- EXERCISE INSTRUCTIONS
Select and copy every line of the material below that contains the string "leaf".

/---

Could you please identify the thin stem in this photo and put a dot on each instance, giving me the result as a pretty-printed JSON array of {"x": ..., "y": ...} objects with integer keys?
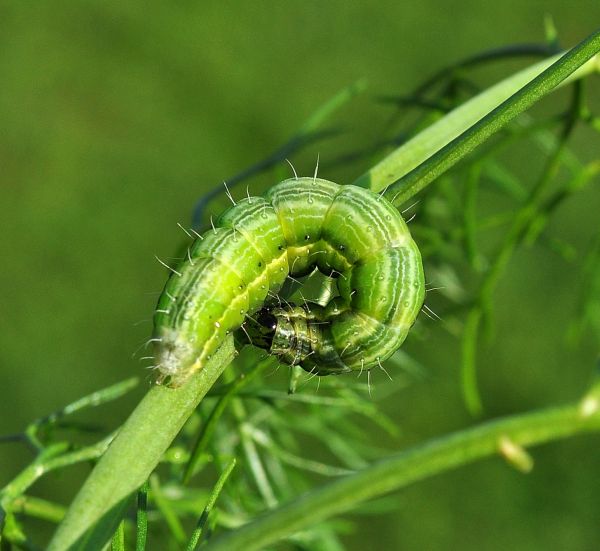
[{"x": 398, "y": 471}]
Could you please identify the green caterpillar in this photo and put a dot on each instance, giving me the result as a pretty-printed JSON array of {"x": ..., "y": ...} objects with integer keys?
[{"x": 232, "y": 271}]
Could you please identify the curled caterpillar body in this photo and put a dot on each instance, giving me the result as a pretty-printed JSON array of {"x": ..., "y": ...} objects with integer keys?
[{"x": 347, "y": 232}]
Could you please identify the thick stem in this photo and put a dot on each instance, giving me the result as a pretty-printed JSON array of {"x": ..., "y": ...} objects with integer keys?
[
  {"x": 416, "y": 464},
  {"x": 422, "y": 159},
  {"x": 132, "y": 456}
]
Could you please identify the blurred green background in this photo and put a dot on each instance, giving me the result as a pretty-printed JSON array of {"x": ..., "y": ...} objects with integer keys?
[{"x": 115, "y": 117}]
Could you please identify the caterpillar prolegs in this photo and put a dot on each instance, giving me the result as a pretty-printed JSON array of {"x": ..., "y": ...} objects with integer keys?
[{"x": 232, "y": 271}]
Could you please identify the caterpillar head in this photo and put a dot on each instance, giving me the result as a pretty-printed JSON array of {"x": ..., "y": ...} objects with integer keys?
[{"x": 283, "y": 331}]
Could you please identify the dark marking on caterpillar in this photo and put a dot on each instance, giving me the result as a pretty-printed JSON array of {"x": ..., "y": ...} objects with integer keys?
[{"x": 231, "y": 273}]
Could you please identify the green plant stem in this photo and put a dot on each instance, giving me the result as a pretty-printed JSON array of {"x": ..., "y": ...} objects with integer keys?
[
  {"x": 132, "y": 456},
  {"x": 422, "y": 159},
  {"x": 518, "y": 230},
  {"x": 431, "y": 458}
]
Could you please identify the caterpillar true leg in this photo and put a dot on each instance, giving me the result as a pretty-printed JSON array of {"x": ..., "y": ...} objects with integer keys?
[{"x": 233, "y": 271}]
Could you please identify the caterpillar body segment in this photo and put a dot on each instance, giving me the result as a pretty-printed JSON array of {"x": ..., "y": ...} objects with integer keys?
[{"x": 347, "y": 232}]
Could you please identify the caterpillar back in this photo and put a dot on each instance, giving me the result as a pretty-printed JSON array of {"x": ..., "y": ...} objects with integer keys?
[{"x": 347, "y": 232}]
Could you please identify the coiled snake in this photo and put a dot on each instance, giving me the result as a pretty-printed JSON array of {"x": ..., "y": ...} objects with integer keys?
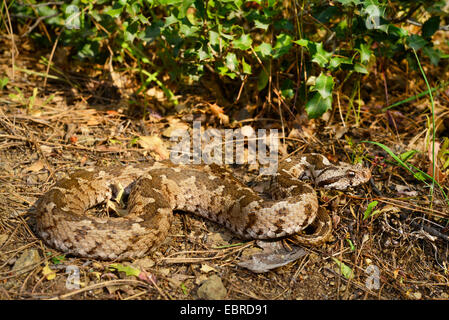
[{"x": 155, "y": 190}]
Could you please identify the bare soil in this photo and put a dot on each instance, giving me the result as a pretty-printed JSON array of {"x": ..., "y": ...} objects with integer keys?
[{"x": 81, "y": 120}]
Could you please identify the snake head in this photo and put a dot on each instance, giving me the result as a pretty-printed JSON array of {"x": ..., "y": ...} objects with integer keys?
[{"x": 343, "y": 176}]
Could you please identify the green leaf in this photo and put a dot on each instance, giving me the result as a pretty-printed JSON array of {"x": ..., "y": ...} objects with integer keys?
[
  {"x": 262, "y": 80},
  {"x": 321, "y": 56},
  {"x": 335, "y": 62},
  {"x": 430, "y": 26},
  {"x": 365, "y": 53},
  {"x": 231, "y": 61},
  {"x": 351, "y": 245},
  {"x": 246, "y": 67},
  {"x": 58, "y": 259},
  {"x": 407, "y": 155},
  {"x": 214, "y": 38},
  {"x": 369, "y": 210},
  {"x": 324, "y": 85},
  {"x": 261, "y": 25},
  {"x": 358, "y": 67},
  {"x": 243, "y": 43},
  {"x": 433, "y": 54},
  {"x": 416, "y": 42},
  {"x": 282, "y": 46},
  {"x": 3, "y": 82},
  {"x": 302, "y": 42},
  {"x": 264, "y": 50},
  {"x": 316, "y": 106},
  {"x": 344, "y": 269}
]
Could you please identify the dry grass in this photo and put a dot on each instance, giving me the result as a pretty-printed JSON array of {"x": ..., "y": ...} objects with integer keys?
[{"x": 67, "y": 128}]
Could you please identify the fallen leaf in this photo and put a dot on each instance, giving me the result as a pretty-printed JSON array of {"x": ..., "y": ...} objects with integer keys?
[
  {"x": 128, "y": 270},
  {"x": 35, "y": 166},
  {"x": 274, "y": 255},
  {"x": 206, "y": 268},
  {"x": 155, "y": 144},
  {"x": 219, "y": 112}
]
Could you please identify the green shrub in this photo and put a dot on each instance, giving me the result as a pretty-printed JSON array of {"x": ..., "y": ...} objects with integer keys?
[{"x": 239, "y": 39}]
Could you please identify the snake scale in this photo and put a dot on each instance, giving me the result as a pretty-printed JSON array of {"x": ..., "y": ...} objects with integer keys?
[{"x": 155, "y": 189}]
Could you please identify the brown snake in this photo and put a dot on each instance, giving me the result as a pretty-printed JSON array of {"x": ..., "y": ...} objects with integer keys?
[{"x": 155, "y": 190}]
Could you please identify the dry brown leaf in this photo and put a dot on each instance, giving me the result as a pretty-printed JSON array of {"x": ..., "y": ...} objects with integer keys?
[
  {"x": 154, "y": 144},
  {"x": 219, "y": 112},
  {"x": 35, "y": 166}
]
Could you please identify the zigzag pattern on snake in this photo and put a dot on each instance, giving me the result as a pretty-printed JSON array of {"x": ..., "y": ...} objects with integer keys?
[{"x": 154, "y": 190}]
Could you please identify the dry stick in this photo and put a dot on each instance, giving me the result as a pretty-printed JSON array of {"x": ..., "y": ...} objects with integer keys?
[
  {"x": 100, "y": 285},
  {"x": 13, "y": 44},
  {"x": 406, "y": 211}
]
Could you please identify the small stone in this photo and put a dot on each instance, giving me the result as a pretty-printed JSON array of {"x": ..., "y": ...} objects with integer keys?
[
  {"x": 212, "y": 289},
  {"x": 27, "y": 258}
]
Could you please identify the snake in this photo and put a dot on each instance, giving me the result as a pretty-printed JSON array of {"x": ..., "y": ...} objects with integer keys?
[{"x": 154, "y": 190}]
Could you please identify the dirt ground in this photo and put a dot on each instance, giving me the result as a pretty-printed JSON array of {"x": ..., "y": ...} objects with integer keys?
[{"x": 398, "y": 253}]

\---
/---

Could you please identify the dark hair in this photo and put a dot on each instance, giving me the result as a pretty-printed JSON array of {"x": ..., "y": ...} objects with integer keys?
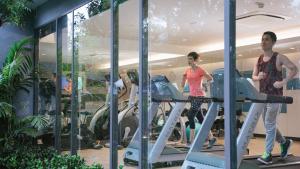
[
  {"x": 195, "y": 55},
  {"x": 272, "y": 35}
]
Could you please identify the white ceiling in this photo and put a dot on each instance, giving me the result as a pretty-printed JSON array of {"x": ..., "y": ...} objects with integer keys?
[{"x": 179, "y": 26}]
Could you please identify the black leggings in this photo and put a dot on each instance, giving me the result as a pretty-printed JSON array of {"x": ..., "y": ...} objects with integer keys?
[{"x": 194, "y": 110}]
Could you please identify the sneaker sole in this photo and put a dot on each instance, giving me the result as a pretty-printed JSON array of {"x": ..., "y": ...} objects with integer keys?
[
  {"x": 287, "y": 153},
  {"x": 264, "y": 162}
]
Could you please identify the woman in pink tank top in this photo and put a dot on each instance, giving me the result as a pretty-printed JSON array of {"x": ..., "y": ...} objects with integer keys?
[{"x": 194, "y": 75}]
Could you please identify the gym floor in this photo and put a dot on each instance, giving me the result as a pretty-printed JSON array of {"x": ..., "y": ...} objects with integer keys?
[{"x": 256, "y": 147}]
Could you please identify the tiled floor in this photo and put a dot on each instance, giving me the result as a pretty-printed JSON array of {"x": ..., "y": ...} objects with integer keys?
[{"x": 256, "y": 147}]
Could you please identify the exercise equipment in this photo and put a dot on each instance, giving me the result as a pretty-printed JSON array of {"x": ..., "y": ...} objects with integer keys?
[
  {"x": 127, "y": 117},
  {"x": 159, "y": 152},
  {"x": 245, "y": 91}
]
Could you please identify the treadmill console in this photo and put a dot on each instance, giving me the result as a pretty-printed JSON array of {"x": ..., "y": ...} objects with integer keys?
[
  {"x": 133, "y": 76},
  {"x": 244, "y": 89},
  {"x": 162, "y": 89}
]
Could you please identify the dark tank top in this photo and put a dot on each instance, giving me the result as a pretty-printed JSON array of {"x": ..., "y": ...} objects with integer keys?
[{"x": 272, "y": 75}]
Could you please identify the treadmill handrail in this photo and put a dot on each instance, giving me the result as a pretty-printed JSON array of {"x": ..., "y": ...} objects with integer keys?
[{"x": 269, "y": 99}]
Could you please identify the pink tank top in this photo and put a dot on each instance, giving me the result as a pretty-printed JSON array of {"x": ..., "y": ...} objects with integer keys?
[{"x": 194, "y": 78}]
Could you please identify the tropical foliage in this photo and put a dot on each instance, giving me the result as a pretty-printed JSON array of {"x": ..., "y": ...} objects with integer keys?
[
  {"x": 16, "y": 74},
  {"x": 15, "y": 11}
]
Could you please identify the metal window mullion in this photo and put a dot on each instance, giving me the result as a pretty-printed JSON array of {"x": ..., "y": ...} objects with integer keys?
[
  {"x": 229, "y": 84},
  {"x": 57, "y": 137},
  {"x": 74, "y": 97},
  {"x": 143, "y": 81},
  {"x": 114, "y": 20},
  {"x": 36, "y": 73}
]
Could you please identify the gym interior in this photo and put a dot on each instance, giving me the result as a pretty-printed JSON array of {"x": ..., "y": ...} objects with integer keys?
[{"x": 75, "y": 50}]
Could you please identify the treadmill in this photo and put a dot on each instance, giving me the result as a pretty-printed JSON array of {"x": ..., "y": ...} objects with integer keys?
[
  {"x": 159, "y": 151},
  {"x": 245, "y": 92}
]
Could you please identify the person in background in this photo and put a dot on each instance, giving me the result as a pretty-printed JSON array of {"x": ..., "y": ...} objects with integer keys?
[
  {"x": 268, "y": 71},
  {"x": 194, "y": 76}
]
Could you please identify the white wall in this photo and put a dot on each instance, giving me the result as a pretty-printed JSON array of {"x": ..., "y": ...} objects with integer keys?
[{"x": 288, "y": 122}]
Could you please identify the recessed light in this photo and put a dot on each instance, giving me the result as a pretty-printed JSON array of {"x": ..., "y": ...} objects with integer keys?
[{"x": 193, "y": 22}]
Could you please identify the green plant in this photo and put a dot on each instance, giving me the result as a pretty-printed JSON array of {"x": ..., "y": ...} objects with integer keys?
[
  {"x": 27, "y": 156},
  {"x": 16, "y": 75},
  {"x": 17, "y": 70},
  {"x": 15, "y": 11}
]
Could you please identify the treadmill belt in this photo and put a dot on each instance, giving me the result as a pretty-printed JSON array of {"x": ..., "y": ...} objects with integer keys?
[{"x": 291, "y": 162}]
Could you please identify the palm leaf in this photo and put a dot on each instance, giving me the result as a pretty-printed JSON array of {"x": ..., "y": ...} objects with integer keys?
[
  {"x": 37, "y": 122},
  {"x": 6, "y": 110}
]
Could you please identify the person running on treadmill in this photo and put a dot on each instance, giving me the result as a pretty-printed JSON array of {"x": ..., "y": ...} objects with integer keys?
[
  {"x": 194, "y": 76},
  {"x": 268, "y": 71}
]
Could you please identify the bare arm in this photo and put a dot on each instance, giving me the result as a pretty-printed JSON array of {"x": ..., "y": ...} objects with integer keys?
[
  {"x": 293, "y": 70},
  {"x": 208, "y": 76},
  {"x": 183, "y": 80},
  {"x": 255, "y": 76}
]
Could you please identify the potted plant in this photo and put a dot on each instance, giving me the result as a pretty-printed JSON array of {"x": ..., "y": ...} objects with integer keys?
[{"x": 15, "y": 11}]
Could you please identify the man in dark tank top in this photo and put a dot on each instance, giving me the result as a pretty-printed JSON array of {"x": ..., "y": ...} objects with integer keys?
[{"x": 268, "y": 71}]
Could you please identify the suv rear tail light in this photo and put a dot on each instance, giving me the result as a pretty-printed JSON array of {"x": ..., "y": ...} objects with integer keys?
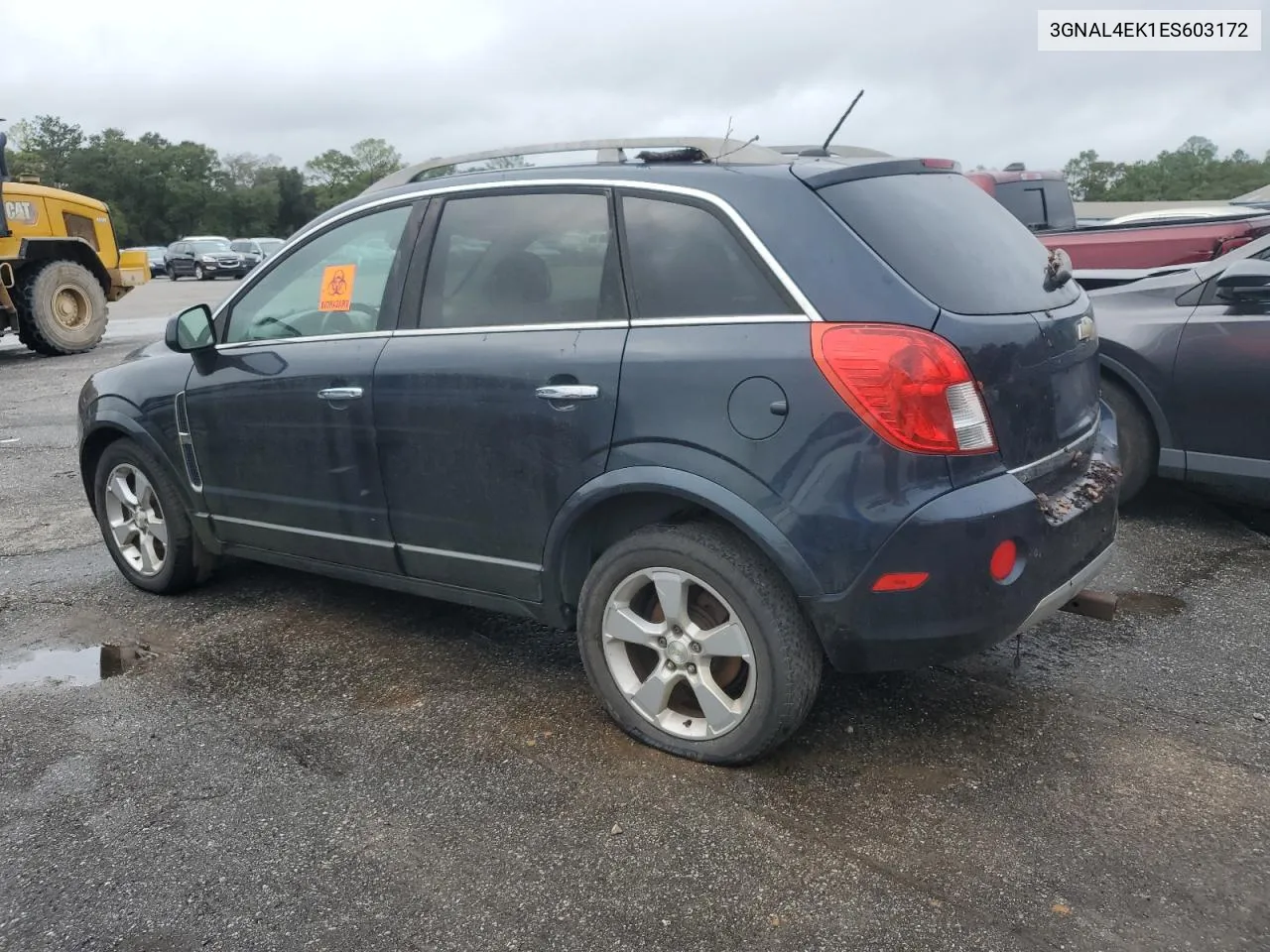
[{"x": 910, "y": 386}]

\---

- TASK RESPONSE
Could you please identify the green leaf in this photo and put a dot on each instance, giving me the result as a pretty-printed JSON array of {"x": ..., "y": ...} objects with integer keys?
Could you please identify the fallen leaf in this photo and put a dot on each instance, giving me the result as a pretty-printed JSON array of {"x": ..., "y": ...} objects with integer keys?
Could you please identify the dry brown leaf in this photo and put a dot on each instance, giving me the result as a pretty-printed JSON array of {"x": ..., "y": ...} objects with integer keys?
Could you please identify the palm leaf in this photo and put a dot on each instance, giving me the result as a pretty-printed JSON array of {"x": ..., "y": ...} objects with integer keys?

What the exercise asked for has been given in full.